• **Supplied information**:

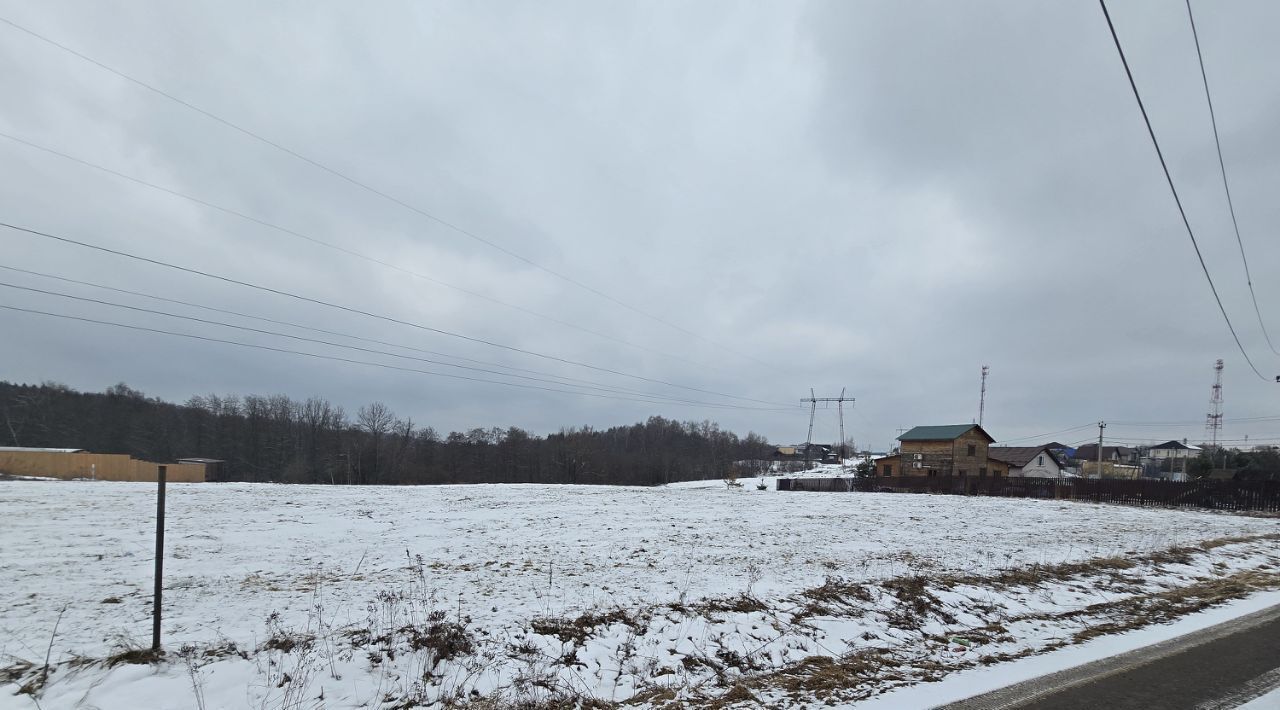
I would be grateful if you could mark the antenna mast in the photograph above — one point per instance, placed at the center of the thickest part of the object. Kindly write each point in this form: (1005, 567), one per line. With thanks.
(1215, 404)
(982, 398)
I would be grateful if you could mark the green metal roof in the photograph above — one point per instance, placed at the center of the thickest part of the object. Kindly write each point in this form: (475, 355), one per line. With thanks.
(945, 433)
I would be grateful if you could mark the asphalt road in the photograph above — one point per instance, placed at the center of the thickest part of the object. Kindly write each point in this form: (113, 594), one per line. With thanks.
(1216, 668)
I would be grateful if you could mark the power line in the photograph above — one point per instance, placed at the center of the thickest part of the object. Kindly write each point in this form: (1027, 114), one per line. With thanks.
(1048, 434)
(375, 191)
(1226, 186)
(1174, 189)
(289, 324)
(337, 247)
(318, 356)
(368, 314)
(654, 397)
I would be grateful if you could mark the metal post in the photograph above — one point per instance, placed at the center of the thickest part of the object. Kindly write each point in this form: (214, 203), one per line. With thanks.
(1101, 426)
(155, 595)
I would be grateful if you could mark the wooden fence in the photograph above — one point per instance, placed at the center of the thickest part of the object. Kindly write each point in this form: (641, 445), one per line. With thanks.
(1215, 495)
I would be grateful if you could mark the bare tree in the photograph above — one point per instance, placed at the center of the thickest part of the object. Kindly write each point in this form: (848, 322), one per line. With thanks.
(376, 421)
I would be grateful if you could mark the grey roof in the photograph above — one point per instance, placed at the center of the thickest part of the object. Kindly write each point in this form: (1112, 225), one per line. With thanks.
(945, 433)
(1089, 452)
(1175, 445)
(1016, 456)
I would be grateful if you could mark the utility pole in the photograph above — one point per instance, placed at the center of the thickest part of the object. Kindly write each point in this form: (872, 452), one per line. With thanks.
(982, 398)
(159, 580)
(1215, 410)
(812, 401)
(1101, 426)
(808, 439)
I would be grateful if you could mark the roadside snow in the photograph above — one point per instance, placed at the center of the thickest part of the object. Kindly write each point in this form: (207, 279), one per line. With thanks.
(248, 566)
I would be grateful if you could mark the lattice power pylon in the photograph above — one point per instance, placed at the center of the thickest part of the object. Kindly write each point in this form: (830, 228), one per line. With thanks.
(1215, 406)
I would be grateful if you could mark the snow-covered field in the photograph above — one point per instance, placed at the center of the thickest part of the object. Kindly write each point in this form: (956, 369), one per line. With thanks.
(309, 596)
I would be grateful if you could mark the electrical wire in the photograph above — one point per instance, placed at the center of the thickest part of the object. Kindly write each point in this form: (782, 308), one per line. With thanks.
(1047, 434)
(307, 328)
(368, 314)
(318, 356)
(1174, 189)
(304, 339)
(375, 191)
(341, 248)
(1226, 186)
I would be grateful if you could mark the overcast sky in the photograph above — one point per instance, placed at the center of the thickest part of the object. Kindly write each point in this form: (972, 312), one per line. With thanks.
(874, 196)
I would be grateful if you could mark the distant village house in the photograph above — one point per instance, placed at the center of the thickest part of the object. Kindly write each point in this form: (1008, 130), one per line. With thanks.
(944, 450)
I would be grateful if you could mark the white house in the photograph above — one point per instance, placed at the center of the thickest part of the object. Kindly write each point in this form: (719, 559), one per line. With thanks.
(1031, 462)
(1173, 449)
(1173, 452)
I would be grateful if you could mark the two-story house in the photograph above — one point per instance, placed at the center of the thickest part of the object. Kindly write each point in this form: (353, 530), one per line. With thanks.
(944, 450)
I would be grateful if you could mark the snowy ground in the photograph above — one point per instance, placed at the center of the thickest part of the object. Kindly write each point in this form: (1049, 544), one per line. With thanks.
(309, 596)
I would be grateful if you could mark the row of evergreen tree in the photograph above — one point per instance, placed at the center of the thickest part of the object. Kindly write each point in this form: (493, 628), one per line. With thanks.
(315, 441)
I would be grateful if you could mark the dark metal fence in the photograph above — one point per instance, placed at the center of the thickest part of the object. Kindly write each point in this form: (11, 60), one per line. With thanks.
(1216, 495)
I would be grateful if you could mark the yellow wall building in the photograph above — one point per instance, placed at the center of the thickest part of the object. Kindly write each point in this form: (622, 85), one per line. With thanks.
(74, 463)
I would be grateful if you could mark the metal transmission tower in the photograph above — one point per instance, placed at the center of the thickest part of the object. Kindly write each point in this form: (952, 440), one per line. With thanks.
(1215, 404)
(982, 398)
(812, 401)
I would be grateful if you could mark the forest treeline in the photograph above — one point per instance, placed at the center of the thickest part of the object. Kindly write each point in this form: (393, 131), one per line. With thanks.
(315, 441)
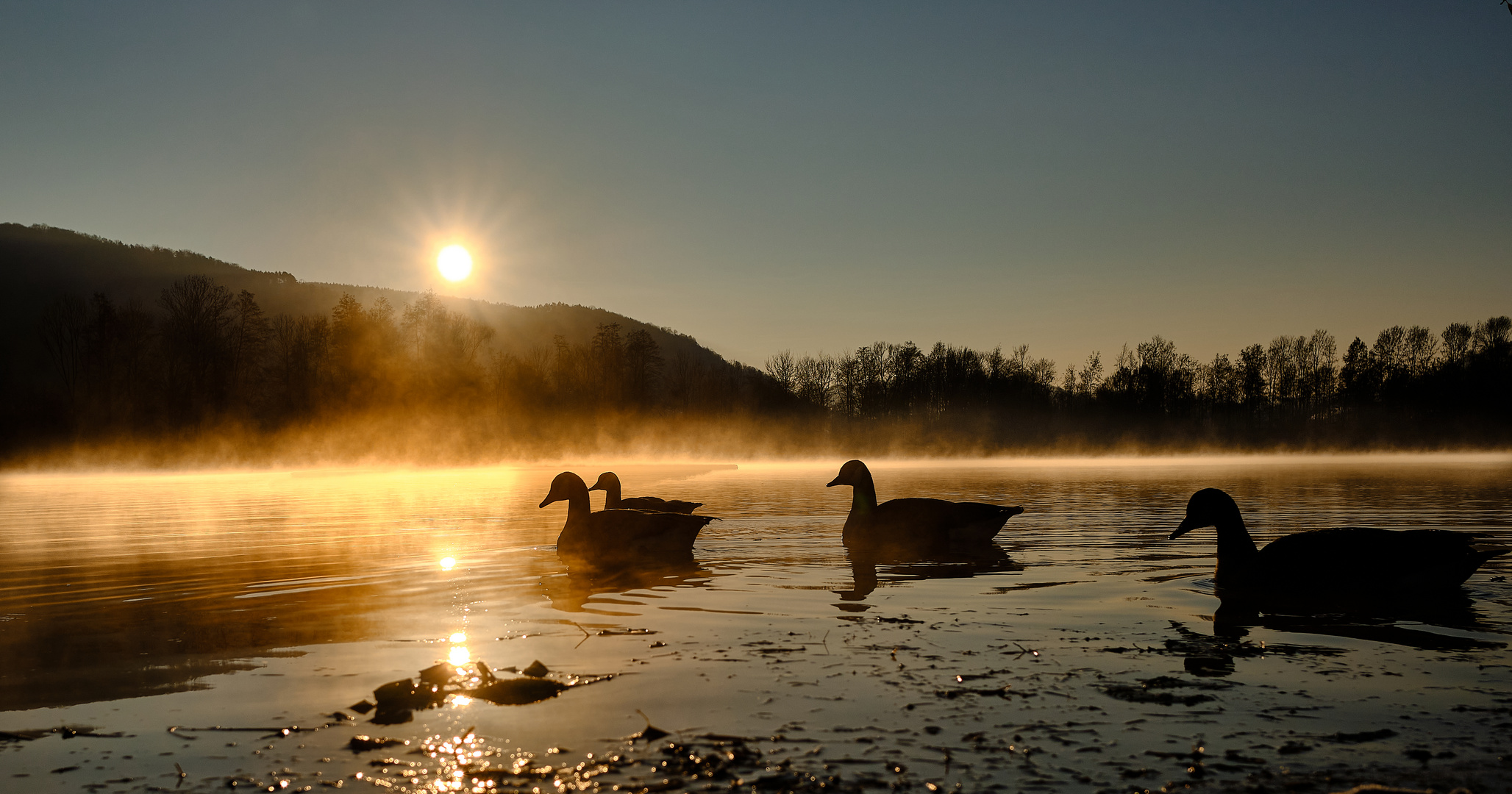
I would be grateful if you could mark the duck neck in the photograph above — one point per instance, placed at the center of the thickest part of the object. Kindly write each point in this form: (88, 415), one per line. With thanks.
(1237, 552)
(864, 496)
(578, 506)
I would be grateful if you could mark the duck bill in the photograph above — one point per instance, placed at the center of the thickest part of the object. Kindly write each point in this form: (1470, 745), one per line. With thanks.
(1189, 523)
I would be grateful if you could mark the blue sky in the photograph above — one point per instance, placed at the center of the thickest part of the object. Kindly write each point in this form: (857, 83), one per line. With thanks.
(806, 176)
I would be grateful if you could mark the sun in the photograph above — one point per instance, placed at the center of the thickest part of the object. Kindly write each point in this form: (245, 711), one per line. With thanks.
(454, 262)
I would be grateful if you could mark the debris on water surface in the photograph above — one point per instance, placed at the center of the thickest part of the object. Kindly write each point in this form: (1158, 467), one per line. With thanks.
(363, 743)
(1151, 690)
(1364, 735)
(649, 732)
(399, 699)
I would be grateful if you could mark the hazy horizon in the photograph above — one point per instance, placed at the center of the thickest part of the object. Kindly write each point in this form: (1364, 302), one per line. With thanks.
(809, 179)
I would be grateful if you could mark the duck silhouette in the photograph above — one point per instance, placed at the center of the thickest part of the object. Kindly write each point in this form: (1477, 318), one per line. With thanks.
(913, 523)
(1352, 560)
(610, 484)
(613, 537)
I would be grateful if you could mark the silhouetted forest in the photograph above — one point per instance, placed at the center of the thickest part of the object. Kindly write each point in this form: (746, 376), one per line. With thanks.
(156, 365)
(1411, 387)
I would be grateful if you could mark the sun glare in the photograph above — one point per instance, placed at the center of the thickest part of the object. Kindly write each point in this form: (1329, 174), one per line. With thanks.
(454, 262)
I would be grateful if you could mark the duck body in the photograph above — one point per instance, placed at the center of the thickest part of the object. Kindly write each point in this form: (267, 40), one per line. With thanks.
(613, 537)
(610, 484)
(1351, 560)
(915, 522)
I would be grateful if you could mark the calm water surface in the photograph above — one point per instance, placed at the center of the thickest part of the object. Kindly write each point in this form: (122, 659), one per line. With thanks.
(1082, 657)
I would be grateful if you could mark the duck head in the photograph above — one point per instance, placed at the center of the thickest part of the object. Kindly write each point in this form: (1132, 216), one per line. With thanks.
(855, 472)
(1208, 507)
(566, 486)
(607, 482)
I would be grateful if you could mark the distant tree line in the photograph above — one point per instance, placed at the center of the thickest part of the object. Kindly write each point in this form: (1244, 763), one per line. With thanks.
(207, 356)
(1411, 386)
(204, 357)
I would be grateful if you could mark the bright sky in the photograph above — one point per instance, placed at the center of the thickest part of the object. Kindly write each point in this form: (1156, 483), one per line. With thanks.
(806, 176)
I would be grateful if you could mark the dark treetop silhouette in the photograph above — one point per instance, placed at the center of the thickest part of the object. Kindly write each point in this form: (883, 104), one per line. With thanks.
(618, 537)
(1346, 562)
(147, 353)
(610, 484)
(910, 523)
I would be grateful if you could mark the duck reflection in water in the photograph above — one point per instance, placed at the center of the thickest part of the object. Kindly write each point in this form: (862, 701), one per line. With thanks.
(575, 589)
(1355, 583)
(870, 565)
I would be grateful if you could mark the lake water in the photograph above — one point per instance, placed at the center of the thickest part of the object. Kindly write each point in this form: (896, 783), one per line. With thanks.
(1083, 657)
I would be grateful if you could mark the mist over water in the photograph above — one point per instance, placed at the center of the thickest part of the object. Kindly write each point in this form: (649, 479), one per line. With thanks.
(140, 602)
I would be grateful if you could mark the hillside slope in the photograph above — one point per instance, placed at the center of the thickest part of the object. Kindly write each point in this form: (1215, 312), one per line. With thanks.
(40, 262)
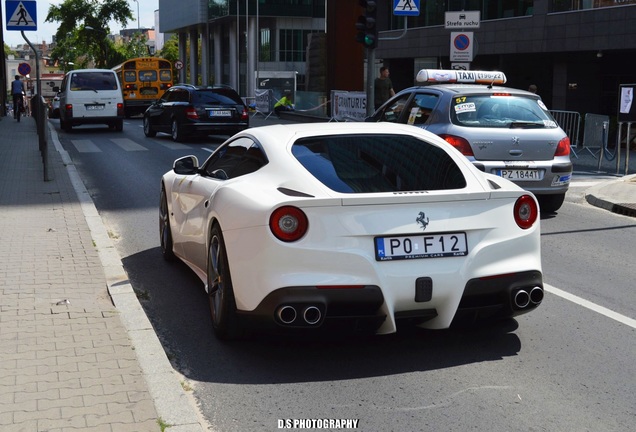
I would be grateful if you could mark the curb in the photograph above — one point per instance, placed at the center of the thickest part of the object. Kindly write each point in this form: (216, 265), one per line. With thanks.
(596, 198)
(174, 406)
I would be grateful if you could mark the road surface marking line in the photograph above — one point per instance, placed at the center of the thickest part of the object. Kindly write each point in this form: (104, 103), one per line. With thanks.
(591, 306)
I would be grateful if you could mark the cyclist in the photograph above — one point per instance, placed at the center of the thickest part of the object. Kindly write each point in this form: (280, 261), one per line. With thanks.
(17, 90)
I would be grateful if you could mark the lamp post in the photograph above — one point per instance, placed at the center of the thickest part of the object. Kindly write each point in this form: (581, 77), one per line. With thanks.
(138, 25)
(102, 31)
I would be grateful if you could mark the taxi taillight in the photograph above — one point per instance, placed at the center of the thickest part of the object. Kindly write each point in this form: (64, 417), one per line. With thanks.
(563, 148)
(459, 143)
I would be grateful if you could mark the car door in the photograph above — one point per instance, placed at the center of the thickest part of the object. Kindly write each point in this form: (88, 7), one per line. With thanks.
(196, 194)
(156, 110)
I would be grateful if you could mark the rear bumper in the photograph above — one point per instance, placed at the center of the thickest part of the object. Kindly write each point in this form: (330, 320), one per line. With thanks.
(214, 128)
(496, 298)
(556, 176)
(307, 309)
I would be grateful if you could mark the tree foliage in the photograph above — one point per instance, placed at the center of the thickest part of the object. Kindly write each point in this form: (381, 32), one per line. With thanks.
(83, 29)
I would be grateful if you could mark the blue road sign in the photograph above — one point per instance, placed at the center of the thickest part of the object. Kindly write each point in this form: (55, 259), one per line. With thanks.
(21, 15)
(406, 7)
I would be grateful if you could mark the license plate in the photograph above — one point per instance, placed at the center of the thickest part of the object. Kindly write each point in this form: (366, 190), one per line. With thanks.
(527, 175)
(421, 246)
(219, 113)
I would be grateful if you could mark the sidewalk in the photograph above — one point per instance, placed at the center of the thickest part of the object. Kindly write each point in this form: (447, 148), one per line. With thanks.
(77, 351)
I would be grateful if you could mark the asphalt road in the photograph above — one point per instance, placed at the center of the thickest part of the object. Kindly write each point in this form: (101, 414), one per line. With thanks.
(568, 366)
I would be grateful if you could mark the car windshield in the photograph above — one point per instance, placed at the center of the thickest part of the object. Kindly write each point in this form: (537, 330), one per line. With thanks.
(378, 163)
(500, 111)
(92, 81)
(216, 97)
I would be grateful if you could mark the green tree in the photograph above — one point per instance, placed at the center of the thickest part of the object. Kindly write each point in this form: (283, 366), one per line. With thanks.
(83, 25)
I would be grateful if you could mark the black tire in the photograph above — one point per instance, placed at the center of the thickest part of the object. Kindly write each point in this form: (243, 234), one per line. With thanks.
(165, 234)
(550, 203)
(220, 292)
(177, 134)
(66, 126)
(148, 129)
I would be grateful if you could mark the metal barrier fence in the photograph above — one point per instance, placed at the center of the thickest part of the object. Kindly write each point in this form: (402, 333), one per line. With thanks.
(595, 133)
(570, 122)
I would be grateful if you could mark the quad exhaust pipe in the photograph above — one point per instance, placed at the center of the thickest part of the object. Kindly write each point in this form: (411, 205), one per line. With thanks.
(523, 298)
(287, 314)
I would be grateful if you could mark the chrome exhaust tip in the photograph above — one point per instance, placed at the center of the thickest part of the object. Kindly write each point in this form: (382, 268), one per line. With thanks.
(536, 295)
(286, 314)
(312, 315)
(522, 299)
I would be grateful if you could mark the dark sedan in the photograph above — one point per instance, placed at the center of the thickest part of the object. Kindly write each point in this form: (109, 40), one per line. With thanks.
(187, 110)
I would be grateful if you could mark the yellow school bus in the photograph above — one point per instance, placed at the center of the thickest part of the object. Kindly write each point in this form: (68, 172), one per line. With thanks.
(143, 81)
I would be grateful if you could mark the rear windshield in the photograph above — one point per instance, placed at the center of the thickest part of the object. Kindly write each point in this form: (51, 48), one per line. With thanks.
(217, 97)
(91, 81)
(378, 163)
(503, 111)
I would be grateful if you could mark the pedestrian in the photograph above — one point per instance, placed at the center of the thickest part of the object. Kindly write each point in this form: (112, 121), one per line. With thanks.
(383, 88)
(284, 103)
(17, 90)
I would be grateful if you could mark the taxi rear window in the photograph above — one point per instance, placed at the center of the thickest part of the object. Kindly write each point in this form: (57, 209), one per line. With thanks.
(368, 163)
(500, 111)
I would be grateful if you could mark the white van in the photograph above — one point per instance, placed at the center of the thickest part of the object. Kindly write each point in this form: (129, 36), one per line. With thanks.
(91, 96)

• **Task directions**: Each line from the one containing "I would be grateful if you could mark the dark sedan" through the end of the listing above should be copied exactly, with no other line included.

• **Answer box**:
I would be grateful if you could mark the dark sedan in the photograph above — one point per instance, placed at the center of the thickest part of the object. Kindly write each point in this form: (109, 40), one per line. With thanks.
(187, 110)
I would be grateful if you could mark the yellow school bus in the photograph above — one point per instance, placed at the center of the thickest part of the object. Kindly write each point in this form: (68, 172), one per line. With thanks.
(143, 81)
I would be grateful if you could mark the rear windshield in the photograph above — one point per instance, placed at the center of the thickest part of the object. Kindly write each point in this form: (51, 48), one per line. With thanks.
(217, 97)
(91, 81)
(378, 163)
(503, 111)
I would be grateful if you could mark the pedestrian in the photograph above — one point per instance, placed at the center of the thickest part of the object. Kindly write each point in this form: (112, 121), one per line. With thanks.
(383, 88)
(284, 103)
(17, 90)
I would be grateful if you could mark the taxi rear window in the photograph above — one point per instance, placed at the center of the thickest part of the object. Kindly write each point in this form: (57, 209), one per line. With thanks.
(368, 163)
(500, 111)
I would be grateful if you could mark the white van in the photograph above — one point per instance, placed at the center of the thickest part of the object. Kindly write each point in this form: (129, 36), one per line. With thanks.
(91, 96)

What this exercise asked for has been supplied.